▶ [Requirements]: Report each line of the listing that contains the string "blue", copying every such line in full. Treat the match as case-sensitive.
+++ Raw data
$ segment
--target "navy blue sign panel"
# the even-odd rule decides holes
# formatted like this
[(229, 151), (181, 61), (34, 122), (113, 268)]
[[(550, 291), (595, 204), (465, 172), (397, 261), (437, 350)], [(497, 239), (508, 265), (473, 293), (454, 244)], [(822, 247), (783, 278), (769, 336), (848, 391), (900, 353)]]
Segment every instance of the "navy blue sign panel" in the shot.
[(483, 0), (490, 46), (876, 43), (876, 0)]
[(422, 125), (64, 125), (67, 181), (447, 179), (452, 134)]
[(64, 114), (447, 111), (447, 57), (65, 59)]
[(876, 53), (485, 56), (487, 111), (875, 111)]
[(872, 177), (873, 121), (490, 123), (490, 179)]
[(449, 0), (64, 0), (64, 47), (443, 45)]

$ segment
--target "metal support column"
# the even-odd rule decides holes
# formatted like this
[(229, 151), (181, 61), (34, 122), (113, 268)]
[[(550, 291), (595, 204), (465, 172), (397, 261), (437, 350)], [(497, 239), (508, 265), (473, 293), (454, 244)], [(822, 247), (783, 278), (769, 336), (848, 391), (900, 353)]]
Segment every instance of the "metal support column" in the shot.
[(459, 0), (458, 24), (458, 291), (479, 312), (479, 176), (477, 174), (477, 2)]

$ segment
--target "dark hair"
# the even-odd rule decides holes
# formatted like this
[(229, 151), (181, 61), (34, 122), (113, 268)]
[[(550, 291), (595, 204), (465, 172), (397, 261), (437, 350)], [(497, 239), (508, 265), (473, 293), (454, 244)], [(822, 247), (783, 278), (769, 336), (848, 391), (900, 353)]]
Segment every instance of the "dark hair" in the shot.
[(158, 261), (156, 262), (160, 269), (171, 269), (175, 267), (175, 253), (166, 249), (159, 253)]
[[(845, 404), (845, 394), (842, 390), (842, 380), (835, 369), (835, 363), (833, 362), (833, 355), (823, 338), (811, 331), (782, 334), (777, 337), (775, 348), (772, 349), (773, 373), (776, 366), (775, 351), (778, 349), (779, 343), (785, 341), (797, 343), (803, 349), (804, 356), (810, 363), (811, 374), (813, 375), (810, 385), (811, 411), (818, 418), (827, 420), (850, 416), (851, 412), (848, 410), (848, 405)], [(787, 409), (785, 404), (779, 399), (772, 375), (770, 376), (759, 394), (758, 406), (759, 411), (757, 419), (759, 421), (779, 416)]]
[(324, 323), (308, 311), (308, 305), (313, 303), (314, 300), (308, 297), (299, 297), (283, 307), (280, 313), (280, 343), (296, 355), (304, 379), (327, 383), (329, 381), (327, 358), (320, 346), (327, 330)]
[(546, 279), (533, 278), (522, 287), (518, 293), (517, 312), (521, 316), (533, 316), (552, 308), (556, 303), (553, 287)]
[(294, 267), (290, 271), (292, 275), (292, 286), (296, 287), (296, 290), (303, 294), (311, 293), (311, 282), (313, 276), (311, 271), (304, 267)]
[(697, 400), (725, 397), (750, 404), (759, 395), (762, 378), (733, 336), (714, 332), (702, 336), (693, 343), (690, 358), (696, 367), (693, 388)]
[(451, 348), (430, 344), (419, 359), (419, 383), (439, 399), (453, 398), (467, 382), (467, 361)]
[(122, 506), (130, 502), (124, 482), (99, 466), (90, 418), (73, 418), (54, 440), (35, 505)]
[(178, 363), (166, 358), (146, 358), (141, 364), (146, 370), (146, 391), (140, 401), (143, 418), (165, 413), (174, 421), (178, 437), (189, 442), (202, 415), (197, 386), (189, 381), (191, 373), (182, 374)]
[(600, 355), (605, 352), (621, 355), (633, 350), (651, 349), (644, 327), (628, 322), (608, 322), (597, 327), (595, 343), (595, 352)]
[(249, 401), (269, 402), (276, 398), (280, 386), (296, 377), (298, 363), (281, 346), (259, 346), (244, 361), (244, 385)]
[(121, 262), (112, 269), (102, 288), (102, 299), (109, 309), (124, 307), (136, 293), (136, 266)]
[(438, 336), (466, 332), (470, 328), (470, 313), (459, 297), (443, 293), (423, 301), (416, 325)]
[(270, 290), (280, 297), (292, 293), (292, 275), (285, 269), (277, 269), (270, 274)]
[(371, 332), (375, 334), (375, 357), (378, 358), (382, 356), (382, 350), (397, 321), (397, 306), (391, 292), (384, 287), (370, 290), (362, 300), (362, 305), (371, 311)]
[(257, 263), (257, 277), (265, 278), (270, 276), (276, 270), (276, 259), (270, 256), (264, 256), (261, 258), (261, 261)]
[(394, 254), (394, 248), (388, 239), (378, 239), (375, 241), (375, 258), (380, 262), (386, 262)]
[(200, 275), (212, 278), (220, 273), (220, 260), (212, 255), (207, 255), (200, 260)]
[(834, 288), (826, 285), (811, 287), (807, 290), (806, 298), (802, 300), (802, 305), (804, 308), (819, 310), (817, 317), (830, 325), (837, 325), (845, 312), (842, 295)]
++++++
▶ [Exercise answer]:
--target "navy blue sign panel"
Segment every instance of the "navy blue sign panel" in the shot.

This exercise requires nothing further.